== Segment start ==

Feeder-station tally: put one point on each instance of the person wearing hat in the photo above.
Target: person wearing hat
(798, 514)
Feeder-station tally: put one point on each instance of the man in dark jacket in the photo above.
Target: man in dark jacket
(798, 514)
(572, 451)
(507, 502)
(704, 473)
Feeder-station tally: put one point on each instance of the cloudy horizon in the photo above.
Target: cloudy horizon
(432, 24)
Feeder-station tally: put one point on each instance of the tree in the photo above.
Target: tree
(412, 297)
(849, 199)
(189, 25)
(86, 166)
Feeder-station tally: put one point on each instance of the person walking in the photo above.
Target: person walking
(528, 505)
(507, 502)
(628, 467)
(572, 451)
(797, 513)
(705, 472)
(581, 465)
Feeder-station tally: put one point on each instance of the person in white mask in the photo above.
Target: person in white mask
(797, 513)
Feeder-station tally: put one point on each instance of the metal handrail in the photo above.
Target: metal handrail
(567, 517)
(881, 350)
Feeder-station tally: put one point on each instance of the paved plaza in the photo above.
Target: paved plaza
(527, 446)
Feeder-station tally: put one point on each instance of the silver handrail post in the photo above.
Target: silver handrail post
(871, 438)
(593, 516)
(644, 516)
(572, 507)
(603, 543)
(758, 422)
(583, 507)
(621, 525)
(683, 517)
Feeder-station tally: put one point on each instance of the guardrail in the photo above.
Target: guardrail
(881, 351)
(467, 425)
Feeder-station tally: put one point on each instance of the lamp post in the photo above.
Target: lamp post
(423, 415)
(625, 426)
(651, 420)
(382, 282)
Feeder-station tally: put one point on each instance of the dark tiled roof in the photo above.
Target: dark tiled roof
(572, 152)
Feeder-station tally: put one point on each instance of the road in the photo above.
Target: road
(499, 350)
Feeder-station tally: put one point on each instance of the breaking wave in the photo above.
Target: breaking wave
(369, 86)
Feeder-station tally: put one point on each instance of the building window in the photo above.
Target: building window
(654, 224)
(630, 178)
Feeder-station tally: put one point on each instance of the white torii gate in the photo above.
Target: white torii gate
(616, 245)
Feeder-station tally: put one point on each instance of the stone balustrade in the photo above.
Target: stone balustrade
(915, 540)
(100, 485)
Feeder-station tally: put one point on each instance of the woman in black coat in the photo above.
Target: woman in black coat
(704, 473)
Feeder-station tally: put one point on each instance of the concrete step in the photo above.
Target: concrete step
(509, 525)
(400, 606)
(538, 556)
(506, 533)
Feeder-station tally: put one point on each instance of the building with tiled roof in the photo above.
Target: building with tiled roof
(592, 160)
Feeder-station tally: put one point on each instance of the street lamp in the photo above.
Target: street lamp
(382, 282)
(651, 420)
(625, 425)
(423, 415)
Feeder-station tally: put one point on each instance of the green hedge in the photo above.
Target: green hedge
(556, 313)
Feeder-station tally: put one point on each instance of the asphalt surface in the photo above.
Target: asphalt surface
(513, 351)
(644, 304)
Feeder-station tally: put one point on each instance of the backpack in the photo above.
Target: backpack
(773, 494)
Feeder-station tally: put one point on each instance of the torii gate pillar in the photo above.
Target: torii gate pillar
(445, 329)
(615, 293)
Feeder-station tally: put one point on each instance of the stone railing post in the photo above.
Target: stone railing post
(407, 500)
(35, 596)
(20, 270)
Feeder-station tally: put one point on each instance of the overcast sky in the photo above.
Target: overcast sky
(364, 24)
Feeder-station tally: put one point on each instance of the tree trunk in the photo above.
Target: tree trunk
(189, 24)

== Segment end ==

What needs to be done -> Return the listing in full, matching each word exactly.

Expected answer ->
Feeder-station tally: put one point on each instance of the person wearing hat in the photo above.
Target: person wearing hat
(798, 514)
Feeder-station tally: put one point on each instance of the man in dark jacket in the photo above.
Target: man in dark jacket
(798, 514)
(572, 451)
(507, 502)
(704, 473)
Feeder-station tally: put one point on each instance of the cloudy horizon in the photo above.
Target: cloudy horizon
(432, 24)
Feeder-station tally: put one point on each instance of the tree in the photo above.
Target: tree
(412, 297)
(849, 199)
(189, 25)
(86, 166)
Feeder-station tally: put one point on each instance of the person walking in the photo above.
Target: person walking
(528, 505)
(507, 502)
(628, 467)
(572, 451)
(797, 513)
(705, 472)
(581, 465)
Feeder-station tally: put one point on each instance of the person in white mask in the photo above.
Target: person in white mask
(797, 513)
Feeder-station tally: put one point on each instance of the metal handrail in the photo above.
Target: metal handrail
(567, 517)
(881, 350)
Feeder-station tally: put one point on each instance of the paved plaza in the photo above.
Target: paved plaza
(527, 446)
Feeder-station tally: put one point on each instance of the silver handrail post in the photo above.
Target: silver handrail post
(871, 438)
(593, 516)
(644, 516)
(572, 507)
(603, 543)
(758, 422)
(583, 507)
(621, 525)
(683, 517)
Feeder-station tally: put one point on each instance of the guardrail in the photo above.
Target: guardrail
(881, 351)
(467, 425)
Feeder-station tally: put one point on each instance of the lamp post in the photo above.
Target: lamp post
(423, 415)
(625, 426)
(651, 420)
(382, 282)
Feeder-station tally: put one point on each instance of the dark tiled roof in the photo above.
Target: dark tiled roof
(572, 152)
Feeder-station tally: put one point on each instance of the road in the photo above.
Target: road
(499, 350)
Feeder-station tally: put one point on each instance of the breaking wave in the photo above.
Target: breaking wave
(369, 86)
Feeder-station tally: put one point on each instance of the building window in the photo above.
Target: building window
(654, 224)
(630, 178)
Feeder-station tally: put one point on each instance of the white torii gate in the photo above.
Target: white torii gate
(616, 245)
Feeder-station tally: put one point on each instance of the stone balustrade in the photo above.
Target: stone balustrade
(915, 540)
(100, 485)
Feeder-station tally: put one point on each instance of the woman in black coat in the photo above.
Target: woman in black coat
(704, 473)
Feeder-station tally: put one point on each instance of the concrete step in the photo above.
Target: concrete step
(509, 525)
(400, 606)
(538, 556)
(506, 533)
Feeder-station tally: put one point on each instance of the building with tiled roof in the photo above.
Target: building with tiled roof
(592, 160)
Feeder-station tally: put one point on each instance of the street lamp in the photo above.
Target: street lamp
(382, 282)
(651, 420)
(625, 425)
(423, 415)
Feeder-station tally: put one point on each instance of the green hedge in the photo above.
Target: green hedge
(556, 313)
Feeder-station tally: put one point on each instance of the asphalt surface in the photo above.
Target: asphalt surface
(513, 351)
(644, 304)
Feeder-station tally: put one point on each instance of the backpack in the photo above.
Target: backpack
(773, 494)
Feeder-station tally: put one point on each instance of the torii gate pillar in the photo above.
Target: torii gate pillar
(445, 329)
(615, 293)
Feeder-station tally: put one point on each instance of the stone railing post in the photo above.
Target: stone railing post
(407, 500)
(35, 596)
(20, 270)
Feeder-station tally: put one point on each instance of the overcast sky in the photo above.
Target: overcast sky
(364, 24)
Feeder-station tally: put one point on each instance of the tree trunk in the photo above.
Target: tree trunk
(189, 24)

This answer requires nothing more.